İlk gün A hattını kullanıyoruz.  Planımız Flaminio durağında inip, Popolo meydanında biraz soluklanıp Spagna, Barberini ve Repubblica duraklarının olduğu istikameti yürüyerek dönmek.  Zaten görülmesi gereken yerlerin büyük bir kısmı da bu istikamette bulunuyor.  Ve inanın hepsi birbirine yürüme mesafesinde.  Gitmeden önce, görmek istediğimiz her yeri sığdırdığım üç günlük bir Roma gezi planı hazırlamış olduğumdan ilk keşif günümüzde yalnızca gözümüzü doyuruyoruz.  Popolo meydanından Via Del Corso'ya, yani Roma'da yönümüzü birçok kez bulmamızı sağlayacak markalar caddesine geçiyoruz.  Cadde üzerinde birçok kafe ve mağaza var.  Kaldırımlardaki müzisyenler kulağımızın pasını alıyor.  Ama rengarenk kostümleriyle turistlerle fotoğraf çektirmek için bekleyenlere dikkat.  Elimizdeki GoPro ile çekim yaptığımızı görenlerden biri 'Honeeey' diye bağırarak peşimden koşmaya başlıyor.  Ben de 'We have no moneeeey' diyerek ondan zor da olsa kurtulmayı başarıyorum.  Karnımız iyice kazınmaya başladığından ara sokaklardan birine girip, gözümüze kestirdiğimiz bir yerden birkaç dilim pizza alıyoruz.  Peroni ile ilk tanışıklığımız da burada başlıyor.

§ Saklanan veri kümesi kayıtları:
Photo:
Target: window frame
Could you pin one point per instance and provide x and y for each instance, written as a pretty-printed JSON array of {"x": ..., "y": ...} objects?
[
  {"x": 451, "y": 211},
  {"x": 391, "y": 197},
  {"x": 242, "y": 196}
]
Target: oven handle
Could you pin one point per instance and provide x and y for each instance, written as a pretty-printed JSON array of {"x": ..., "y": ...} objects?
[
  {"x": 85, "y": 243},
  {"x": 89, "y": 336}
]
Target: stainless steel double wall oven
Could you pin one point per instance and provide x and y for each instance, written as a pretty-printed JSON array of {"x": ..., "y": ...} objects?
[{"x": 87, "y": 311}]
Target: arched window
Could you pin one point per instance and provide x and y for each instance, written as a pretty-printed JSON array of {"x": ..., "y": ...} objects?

§ Verilen görev 1:
Aşağıdaki (a), (b) ve (c) ifadelerinin Roma gezisi metniyle uyuşup uyuşmadığını belirtin. Her biri için evet ya da hayır deyin ve metindeki belirleyici sözleri aynen alıntılayın.
(a) İlk gün B hattı kullanılıyor.
(b) Via Del Corso üzerinde birçok kafe ve mağaza bulunuyor.
(c) Pizza, ana caddedeki bir restorandan alınıyor.
§ Verilen görev 2: Roma gezisi metnine göre ilk gün hangi durakta inilmesi planlanıyor?
§ Verilen görev 3: Roma gezisi metnini son cümlesinden sonra kaldığı yerden sürdürün.

§ Görev yanıtı 1:
(a) Hayır: "İlk gün A hattını kullanıyoruz."
(b) Evet: "Cadde üzerinde birçok kafe ve mağaza var."
(c) Hayır: "ara sokaklardan birine girip, gözümüze kestirdiğimiz bir yerden birkaç dilim pizza alıyoruz."

§ Görev yanıtı 2: Flaminio durağında.

§ Görev yanıtı 3:
Karnımızı doyurduktan sonra yürüyüşümüze kaldığımız yerden devam ediyoruz.  Termini'den çıkışımızdan itibaren gördüğümüz bir afiş yeniden dikkatimi çekiyor.  İstanbul'da bir türlü fırsatını bulup gidemediğim Andy Warhol sergisi Roma'da karşıma çıkıyor.  Şans eseri serginin açıldığı binanın önünden geçiyoruz.  Andy Warhol'a duyduğum hayranlığı bilen Efe elimden tutup beni içeri sokuyor.  Biletler kişi başı 14 Euro.  Bu sergiyi daha sonraki bir zamana erteleyebileceğimi düşünerek bu sevdadan vazgeçiyorum.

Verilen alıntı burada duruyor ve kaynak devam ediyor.